**YOUR INSTRUCTIONS**
Treat the line containing "Where can you find the red uniform" as the first line and the final line of the material below as the last; reproduce that range exactly.

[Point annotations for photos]
————

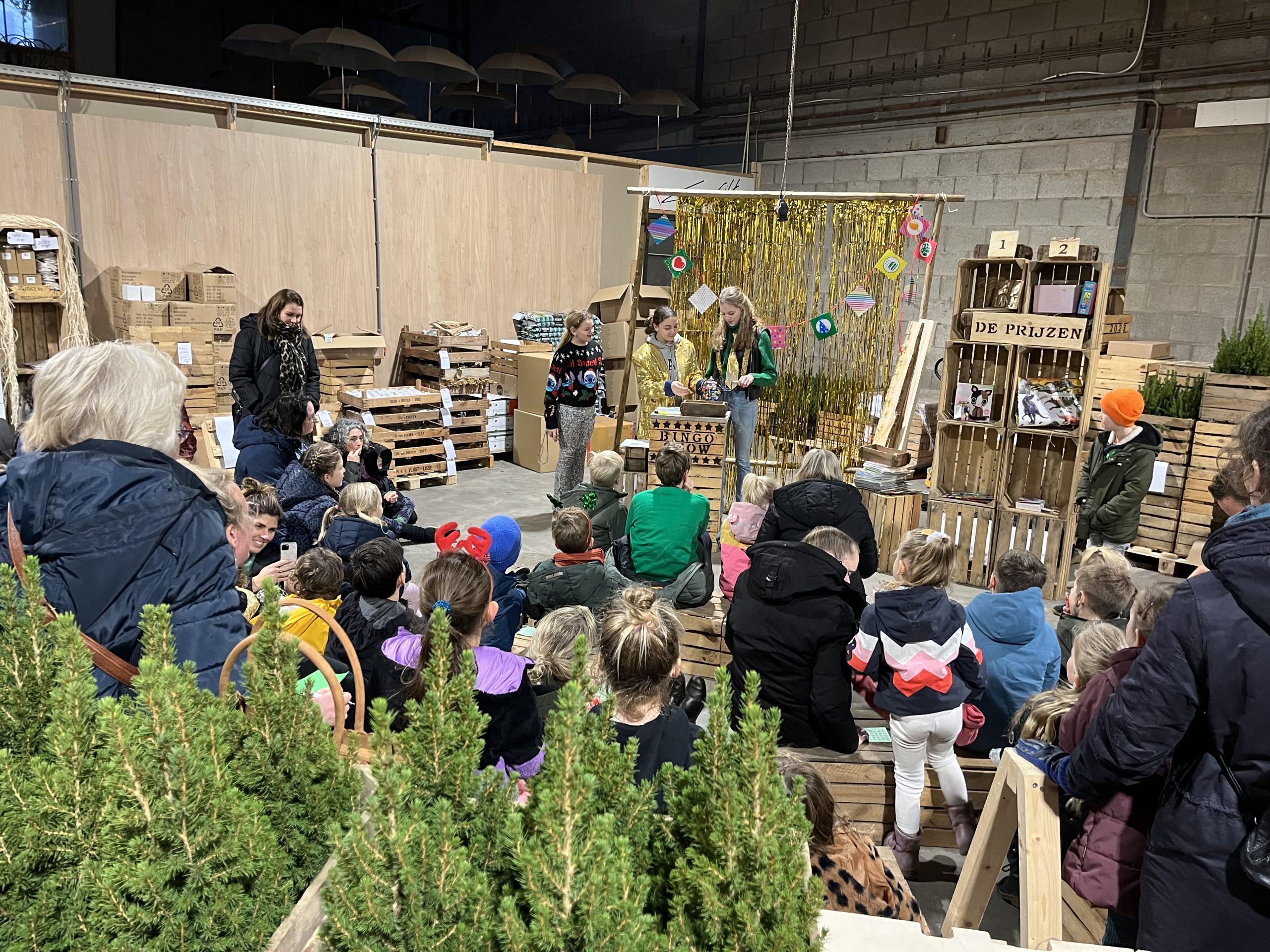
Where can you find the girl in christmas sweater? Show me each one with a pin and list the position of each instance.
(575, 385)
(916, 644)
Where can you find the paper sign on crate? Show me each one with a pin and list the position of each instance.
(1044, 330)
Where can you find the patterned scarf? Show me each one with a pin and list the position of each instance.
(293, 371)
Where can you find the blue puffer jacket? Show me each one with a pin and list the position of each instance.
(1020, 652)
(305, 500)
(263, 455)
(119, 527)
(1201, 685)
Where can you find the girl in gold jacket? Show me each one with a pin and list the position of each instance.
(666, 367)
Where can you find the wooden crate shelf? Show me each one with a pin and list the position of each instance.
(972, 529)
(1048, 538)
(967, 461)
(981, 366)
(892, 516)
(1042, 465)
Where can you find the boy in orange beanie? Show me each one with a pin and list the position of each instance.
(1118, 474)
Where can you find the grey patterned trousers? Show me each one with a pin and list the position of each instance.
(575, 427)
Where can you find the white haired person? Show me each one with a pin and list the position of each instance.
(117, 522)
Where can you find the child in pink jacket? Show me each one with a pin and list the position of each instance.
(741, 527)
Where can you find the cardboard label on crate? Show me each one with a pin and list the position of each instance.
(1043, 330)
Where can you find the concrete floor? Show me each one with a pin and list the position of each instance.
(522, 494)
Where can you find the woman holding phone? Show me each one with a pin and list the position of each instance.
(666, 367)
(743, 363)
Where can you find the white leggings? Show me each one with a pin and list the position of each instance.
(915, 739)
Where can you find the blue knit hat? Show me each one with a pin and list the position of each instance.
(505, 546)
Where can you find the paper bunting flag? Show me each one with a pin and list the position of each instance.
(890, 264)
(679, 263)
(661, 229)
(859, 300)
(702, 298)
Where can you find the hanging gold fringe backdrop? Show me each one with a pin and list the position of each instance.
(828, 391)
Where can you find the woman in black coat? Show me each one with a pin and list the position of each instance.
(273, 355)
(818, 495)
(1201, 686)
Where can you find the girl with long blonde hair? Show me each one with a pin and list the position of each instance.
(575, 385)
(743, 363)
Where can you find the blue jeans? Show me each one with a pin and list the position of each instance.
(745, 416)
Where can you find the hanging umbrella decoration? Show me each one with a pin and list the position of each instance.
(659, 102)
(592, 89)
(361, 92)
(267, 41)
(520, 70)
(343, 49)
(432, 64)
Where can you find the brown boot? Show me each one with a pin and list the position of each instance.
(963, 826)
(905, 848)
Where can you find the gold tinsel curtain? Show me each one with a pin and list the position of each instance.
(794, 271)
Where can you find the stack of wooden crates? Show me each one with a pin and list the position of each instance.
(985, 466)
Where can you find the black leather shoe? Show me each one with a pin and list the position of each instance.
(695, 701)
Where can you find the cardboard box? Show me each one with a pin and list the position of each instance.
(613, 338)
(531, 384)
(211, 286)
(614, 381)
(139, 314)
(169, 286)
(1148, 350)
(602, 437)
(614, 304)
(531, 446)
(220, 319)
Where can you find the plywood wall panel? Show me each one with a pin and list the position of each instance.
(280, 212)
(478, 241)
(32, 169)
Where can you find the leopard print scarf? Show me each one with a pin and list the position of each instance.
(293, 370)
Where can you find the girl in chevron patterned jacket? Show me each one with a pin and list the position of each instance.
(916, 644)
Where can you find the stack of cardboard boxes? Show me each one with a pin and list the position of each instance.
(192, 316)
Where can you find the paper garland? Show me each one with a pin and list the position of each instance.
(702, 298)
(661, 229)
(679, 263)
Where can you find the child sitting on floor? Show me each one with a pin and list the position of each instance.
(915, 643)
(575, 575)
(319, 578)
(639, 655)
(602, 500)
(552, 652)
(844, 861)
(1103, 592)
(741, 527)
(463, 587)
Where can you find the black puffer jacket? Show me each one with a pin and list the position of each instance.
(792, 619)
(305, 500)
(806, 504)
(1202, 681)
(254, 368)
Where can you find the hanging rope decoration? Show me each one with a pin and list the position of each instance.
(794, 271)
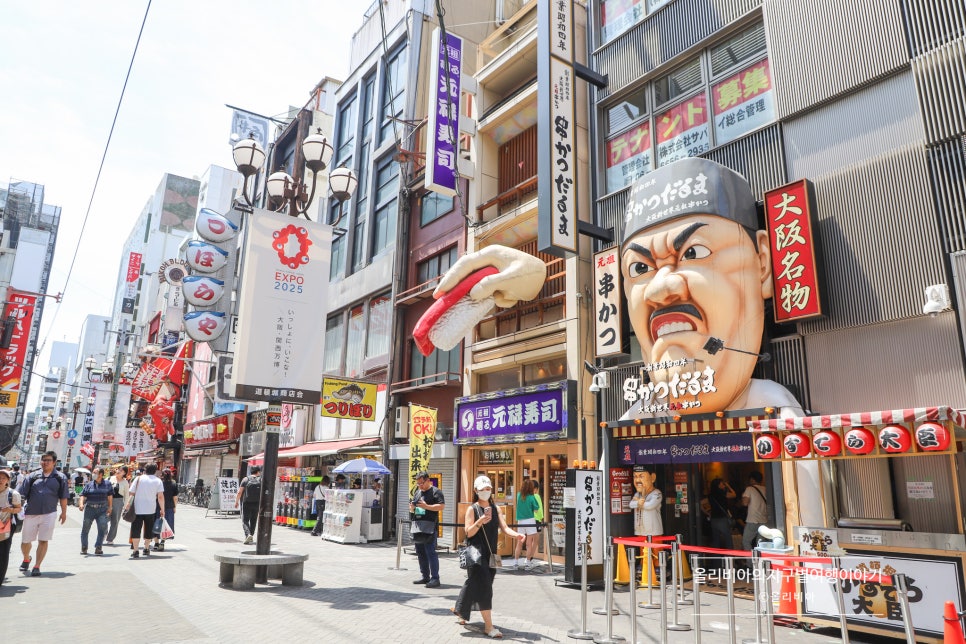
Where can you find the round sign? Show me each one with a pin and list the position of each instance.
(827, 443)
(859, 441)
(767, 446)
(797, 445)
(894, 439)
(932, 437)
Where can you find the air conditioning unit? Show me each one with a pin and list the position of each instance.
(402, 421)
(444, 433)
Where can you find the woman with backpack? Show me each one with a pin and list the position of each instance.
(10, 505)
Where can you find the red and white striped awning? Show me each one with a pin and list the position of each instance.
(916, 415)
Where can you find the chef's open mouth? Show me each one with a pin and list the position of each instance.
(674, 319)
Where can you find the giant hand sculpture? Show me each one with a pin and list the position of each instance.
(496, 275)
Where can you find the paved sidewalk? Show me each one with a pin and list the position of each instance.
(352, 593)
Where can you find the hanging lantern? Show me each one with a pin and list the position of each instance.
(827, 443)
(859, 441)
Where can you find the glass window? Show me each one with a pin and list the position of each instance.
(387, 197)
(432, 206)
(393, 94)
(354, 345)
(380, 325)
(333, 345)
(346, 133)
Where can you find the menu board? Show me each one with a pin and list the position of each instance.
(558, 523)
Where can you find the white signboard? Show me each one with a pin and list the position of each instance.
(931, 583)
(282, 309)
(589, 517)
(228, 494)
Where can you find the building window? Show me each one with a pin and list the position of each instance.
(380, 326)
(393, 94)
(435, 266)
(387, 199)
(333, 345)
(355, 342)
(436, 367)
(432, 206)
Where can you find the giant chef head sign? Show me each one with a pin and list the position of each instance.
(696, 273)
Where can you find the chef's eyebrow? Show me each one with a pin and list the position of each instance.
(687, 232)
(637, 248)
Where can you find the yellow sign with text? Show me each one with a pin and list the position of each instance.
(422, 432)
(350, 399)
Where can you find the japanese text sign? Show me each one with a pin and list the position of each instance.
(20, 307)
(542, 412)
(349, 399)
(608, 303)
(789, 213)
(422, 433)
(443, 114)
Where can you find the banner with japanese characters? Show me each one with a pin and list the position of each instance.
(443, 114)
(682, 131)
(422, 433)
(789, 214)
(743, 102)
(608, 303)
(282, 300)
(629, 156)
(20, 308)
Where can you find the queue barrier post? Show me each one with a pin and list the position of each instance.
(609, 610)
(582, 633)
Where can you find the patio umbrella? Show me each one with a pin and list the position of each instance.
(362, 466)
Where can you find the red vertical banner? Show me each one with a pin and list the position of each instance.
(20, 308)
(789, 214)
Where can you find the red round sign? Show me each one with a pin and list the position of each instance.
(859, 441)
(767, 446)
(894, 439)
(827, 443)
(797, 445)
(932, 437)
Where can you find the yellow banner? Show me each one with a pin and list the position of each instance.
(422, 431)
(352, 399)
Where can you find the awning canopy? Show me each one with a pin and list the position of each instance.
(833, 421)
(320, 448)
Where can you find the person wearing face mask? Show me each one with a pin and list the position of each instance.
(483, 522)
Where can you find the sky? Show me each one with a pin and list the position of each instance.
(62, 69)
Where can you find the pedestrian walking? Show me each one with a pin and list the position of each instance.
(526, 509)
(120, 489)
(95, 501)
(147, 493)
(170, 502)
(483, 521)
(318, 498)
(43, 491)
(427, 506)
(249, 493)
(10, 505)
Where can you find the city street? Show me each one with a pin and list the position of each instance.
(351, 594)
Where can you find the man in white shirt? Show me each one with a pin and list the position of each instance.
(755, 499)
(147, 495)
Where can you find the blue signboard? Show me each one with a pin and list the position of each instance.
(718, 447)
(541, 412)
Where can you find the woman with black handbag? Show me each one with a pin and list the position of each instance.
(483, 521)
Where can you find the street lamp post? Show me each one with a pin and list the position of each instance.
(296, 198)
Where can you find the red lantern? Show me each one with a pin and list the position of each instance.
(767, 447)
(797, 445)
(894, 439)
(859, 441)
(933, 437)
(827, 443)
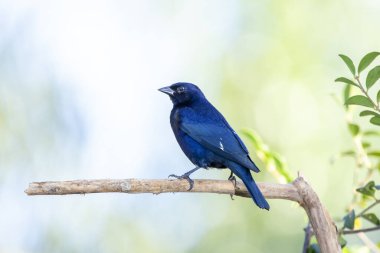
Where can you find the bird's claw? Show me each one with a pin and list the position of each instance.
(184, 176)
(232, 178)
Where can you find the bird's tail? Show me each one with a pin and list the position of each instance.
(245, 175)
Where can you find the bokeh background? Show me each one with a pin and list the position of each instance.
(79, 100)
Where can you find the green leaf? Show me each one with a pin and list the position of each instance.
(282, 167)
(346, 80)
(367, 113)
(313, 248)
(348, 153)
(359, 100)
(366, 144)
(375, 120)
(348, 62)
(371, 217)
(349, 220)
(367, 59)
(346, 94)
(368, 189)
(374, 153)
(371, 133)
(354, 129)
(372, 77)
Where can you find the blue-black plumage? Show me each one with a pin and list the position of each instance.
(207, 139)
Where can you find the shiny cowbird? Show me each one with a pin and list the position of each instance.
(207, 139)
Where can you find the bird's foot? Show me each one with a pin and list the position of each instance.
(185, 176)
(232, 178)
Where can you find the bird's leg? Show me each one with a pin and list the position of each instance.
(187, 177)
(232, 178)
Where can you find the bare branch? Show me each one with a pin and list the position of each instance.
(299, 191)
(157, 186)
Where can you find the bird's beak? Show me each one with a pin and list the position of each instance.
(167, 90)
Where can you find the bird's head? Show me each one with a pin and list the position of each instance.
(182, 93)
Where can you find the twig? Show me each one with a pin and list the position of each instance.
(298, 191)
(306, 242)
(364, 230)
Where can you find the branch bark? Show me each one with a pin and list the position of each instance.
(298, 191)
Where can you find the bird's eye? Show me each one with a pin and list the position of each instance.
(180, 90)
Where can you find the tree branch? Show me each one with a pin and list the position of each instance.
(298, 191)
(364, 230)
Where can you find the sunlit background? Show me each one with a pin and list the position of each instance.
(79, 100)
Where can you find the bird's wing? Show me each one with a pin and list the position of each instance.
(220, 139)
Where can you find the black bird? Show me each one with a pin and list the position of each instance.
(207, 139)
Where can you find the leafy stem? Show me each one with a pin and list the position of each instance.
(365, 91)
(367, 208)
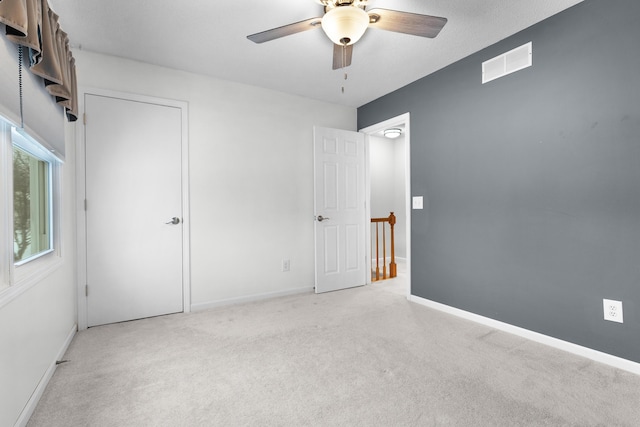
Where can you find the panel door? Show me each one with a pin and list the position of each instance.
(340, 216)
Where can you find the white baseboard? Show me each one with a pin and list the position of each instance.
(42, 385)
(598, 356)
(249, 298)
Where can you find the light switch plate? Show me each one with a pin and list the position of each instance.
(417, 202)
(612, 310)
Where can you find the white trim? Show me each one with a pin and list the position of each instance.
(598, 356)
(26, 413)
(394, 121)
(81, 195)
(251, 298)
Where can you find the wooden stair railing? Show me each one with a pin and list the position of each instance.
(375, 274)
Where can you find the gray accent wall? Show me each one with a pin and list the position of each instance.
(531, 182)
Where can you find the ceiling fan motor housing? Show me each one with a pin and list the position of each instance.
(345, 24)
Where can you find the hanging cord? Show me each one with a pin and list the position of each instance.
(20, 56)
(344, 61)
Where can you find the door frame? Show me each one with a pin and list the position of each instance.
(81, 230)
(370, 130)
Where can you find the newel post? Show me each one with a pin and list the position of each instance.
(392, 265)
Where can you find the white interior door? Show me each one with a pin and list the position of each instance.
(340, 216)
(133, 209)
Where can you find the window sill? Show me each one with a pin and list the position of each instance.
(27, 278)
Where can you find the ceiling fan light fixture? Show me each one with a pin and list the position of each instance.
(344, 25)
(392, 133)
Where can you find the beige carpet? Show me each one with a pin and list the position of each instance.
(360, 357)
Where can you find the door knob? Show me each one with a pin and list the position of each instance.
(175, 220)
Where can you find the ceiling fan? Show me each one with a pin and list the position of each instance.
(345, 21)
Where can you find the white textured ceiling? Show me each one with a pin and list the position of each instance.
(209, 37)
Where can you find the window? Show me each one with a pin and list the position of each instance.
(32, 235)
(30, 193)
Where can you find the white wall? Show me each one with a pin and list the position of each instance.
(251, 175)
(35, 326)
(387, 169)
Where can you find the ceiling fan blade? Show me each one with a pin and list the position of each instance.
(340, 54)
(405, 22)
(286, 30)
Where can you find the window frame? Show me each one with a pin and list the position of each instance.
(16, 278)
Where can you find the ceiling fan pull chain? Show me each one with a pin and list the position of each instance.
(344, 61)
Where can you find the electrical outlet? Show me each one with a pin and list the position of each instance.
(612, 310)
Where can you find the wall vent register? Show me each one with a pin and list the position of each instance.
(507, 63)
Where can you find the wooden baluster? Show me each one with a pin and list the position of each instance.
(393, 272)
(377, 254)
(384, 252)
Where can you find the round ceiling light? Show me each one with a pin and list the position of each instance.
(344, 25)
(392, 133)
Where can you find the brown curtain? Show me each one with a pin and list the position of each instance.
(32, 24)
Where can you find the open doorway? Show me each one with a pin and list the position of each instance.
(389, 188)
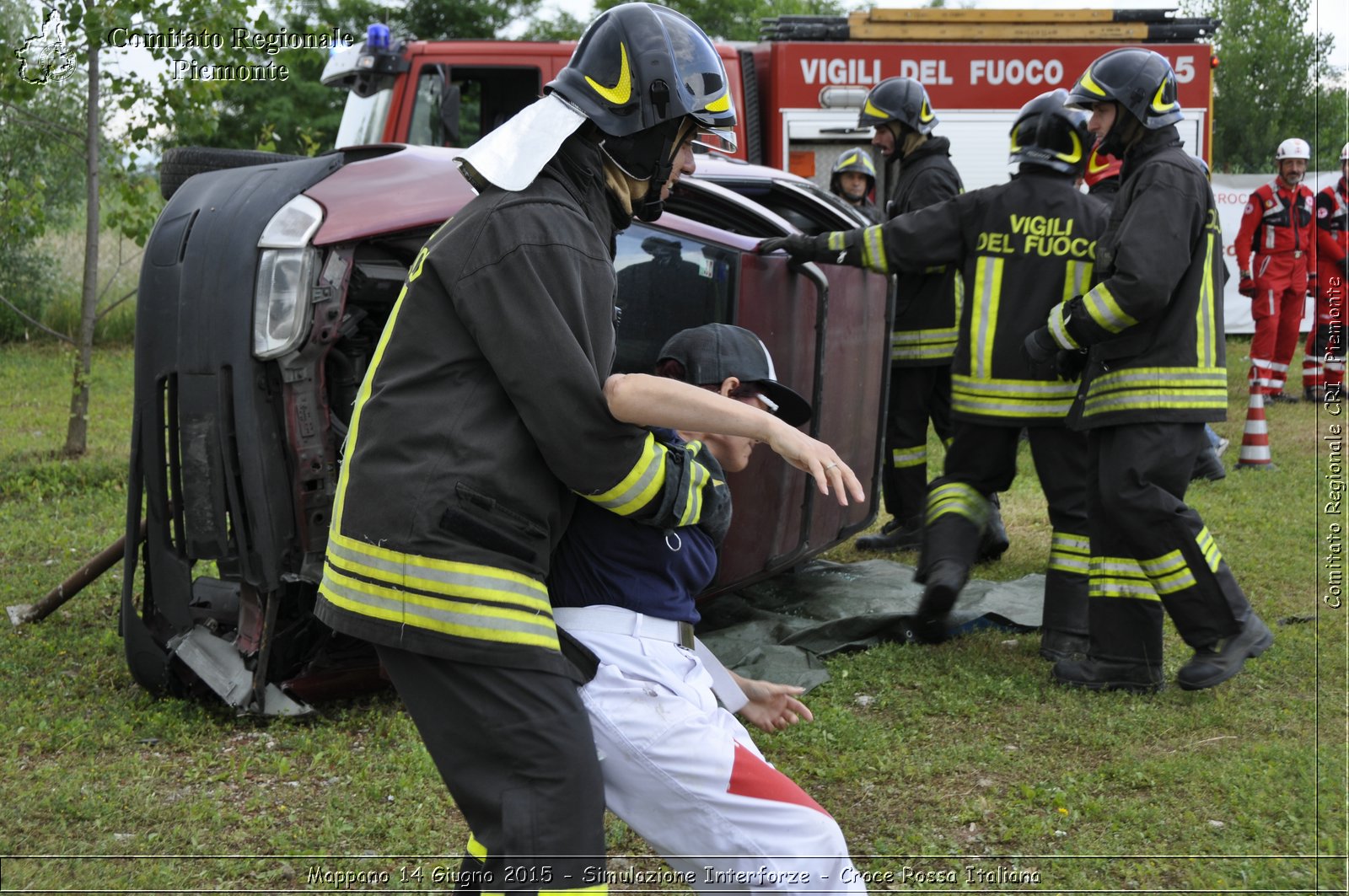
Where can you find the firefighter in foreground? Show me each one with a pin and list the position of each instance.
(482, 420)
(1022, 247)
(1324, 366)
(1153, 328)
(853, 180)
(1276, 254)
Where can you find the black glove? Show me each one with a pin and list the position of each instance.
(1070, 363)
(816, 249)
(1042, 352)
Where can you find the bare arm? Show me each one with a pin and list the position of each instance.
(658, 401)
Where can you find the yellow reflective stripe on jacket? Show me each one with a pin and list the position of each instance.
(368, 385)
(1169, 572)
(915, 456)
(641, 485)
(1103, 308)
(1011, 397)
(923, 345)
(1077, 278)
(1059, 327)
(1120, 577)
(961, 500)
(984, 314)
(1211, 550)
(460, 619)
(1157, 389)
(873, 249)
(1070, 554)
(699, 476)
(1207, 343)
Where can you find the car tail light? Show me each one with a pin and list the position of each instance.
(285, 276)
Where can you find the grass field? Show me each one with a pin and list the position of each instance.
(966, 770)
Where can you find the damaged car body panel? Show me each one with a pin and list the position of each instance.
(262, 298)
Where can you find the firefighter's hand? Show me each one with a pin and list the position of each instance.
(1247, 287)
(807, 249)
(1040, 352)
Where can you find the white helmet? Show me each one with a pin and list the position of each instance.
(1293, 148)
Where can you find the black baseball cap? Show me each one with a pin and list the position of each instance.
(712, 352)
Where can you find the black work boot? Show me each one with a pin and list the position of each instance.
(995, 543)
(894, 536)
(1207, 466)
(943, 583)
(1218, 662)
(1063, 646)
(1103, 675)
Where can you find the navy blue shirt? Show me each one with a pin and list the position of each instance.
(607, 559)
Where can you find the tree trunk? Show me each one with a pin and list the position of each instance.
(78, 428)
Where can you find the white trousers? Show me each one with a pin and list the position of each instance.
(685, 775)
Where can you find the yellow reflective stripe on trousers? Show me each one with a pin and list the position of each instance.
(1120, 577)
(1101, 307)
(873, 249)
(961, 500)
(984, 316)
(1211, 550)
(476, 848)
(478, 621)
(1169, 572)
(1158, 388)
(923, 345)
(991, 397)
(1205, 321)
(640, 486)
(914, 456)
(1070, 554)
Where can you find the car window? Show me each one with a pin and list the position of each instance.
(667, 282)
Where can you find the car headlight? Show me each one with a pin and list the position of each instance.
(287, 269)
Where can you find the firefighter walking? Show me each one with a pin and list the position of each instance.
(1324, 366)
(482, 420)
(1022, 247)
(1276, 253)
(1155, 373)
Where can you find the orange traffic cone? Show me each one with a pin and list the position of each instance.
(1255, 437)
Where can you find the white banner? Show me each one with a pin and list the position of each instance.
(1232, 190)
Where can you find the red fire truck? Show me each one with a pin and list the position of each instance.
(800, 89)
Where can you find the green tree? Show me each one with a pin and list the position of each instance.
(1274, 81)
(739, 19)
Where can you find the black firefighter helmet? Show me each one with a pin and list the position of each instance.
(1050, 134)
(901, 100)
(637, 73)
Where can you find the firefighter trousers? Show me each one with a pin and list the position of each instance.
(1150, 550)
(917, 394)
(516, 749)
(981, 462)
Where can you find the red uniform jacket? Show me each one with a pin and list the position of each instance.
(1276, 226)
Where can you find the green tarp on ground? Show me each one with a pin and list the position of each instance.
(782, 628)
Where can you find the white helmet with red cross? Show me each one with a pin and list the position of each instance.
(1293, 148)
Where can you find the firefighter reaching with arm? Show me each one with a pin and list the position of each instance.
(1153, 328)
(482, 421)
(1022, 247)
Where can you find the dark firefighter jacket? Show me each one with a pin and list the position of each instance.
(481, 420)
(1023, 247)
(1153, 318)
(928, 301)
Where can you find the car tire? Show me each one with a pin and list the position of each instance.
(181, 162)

————

**ANSWER TO THE EXERCISE**
Where can you find the red uniform jacket? Show me each one with a pin and list the position of each instance.
(1276, 226)
Where can you find the green tarp on ground? Show me each one with a pin and list the position of each instance.
(782, 628)
Where can you find the white helmet with red cross? Show me each one with a pin and list the position of each instance.
(1293, 148)
Where can you find the firefighter reaching with arm? Show me each one with a pin and list the position of each instance.
(1153, 328)
(482, 421)
(1022, 247)
Where can you find the dark firefighter jacket? Show me each one with a pin and list the position of each instance.
(481, 420)
(1023, 247)
(1153, 318)
(928, 301)
Where can you find the car tire? Show me each one with a pin and list the position of each instance.
(181, 162)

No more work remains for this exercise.